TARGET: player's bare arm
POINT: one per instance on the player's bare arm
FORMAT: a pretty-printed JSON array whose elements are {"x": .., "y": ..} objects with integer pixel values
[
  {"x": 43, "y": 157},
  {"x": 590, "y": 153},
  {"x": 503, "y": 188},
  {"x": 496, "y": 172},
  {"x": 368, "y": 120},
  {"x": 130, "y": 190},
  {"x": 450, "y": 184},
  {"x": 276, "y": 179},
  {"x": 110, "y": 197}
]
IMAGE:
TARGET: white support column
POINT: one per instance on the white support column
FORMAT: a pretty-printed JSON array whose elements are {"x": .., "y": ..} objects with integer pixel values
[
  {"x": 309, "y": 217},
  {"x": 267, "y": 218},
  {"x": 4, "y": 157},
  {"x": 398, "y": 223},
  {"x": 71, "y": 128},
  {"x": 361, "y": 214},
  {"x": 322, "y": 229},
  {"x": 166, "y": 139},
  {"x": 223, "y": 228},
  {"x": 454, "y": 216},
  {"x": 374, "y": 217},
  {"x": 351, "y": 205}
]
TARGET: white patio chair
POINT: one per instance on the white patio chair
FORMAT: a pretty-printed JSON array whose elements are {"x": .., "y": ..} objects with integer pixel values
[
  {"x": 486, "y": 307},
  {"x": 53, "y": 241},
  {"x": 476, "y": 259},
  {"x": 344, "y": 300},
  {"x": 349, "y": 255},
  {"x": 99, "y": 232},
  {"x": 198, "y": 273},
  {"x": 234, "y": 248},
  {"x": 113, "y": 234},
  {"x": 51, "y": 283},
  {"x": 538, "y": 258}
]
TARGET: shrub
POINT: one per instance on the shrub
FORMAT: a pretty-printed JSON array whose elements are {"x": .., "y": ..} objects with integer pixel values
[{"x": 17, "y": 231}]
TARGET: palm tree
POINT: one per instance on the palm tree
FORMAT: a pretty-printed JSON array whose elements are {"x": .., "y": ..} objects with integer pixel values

________________

WORK TO COMPLETE:
Write the material out exactly, with nothing left out.

RESPONSE TO THE EXERCISE:
TARGET: player's bare arm
POINT: one per instance on the player's bare arm
FORMAT: a pretty-printed JSON array whose elements are {"x": .., "y": ..} objects with integer pixel values
[
  {"x": 43, "y": 157},
  {"x": 590, "y": 153},
  {"x": 503, "y": 188},
  {"x": 496, "y": 172},
  {"x": 368, "y": 120},
  {"x": 130, "y": 190},
  {"x": 450, "y": 184},
  {"x": 276, "y": 179},
  {"x": 110, "y": 197}
]
IMAGE:
TARGET: white support column
POINT: one per instance on the white support column
FORMAT: a pretty-printed JSON array whose elements are {"x": .., "y": ..} objects with integer pixel values
[
  {"x": 309, "y": 217},
  {"x": 267, "y": 218},
  {"x": 4, "y": 157},
  {"x": 398, "y": 223},
  {"x": 71, "y": 128},
  {"x": 361, "y": 214},
  {"x": 322, "y": 229},
  {"x": 166, "y": 139},
  {"x": 223, "y": 228},
  {"x": 454, "y": 216},
  {"x": 374, "y": 217},
  {"x": 351, "y": 205}
]
TARGET: white patio chair
POINT: one per instance on the white patio chair
FORMAT: a pretty-printed JSON array whose elements are {"x": .., "y": ..} objects with integer pixel values
[
  {"x": 486, "y": 307},
  {"x": 53, "y": 241},
  {"x": 476, "y": 259},
  {"x": 344, "y": 300},
  {"x": 349, "y": 255},
  {"x": 99, "y": 232},
  {"x": 198, "y": 273},
  {"x": 234, "y": 248},
  {"x": 113, "y": 234},
  {"x": 51, "y": 283},
  {"x": 538, "y": 258}
]
TARGET: shrub
POINT: one per instance on the shrub
FORMAT: a pretty-printed JSON array whose elements are {"x": .., "y": ..} objects with integer pixel values
[{"x": 17, "y": 231}]
TARGET: palm tree
POINT: one per instance on the palm tree
FORMAT: a pretty-printed JSON array whose elements are {"x": .., "y": ..} objects with integer pixel values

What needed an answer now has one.